Directives
A – Answer these questions about the machine learning library page, one line per answer, using the same marks:
(i) For which courses and at which university was the library developed?
(ii) Which measures of gain does the ID3 implementation support?
(iii) What is the first argument listed for build_decision_tree?
B – Pick up the machine learning library page after its last line and write the next part of it.
— Start of Text shown —
Skip to content

u1201441/UU_CS6350

Repository files navigation

This is a machine learning library developed by John Jacobson for CS5350/6350 in University of Utah.

Please be aware that creating this code was my first exposure to Python, as well as to these algorithms. All code was created solely by me with no assistance, aside from online documentation and course materials, in my free time. I learned a lot over the course of creating this library, but obviously am still far from perfect. As I have free time I will work to improve and add more functionality as a learning opportunity, so I'm always open to suggestions.

Source


Code may be found at https://github.com/u1201441/UU_CS6350

Decision Tree


ID3

This is an implementation of the ID3 algorithm for CS6350 at University of Utah in Spring 2019. Supports Entropy, Majority Error, and Gini index gain. Also supports arbitrary categorical attributes, with a single label per example. Missing values are compensated by including weighted copies of the example to average out the missing value.

Build Tree


build_decision_tree
    args:
        1. file_path: String containing file path.
— End of Text shown —
— Start of Collected material —
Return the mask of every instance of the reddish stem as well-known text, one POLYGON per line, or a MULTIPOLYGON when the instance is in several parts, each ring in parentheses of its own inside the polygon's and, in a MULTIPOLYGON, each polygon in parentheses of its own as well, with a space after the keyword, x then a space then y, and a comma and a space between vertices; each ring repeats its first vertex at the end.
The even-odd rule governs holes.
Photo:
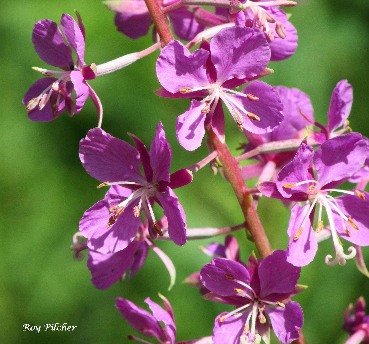
POLYGON ((156 0, 145 0, 145 2, 160 37, 162 46, 163 47, 173 39, 166 17, 156 0))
— End of Collected material —
Exercise responses
A –
(i) CS5350/6350 at the University of Utah.
(ii) Entropy, Majority Error, and Gini index.
(iii) file_path, a string containing the file path.

B –
        2. max_depth: integer for maximum depth of decision tree.
        3. info_gain_type: integer to determine method for calculating gain.
            1 - Entropy
            2 - Majority Error
            3 - Gini Index
        4. numeric_cols: List of integer indices indicating which columns of the input data should be treated as 
        numeric. Any column not listed will be considered categorical and discrete.
        5. missing_identifier: String within examples indicating a missing value. 'NULL' or 'unknown' are common 
        examples.
    return:
        The root of a DefaultDict decision tree. Each node is represented by either a DefaultDict subtree, or a label
         from the dataset as a leaf.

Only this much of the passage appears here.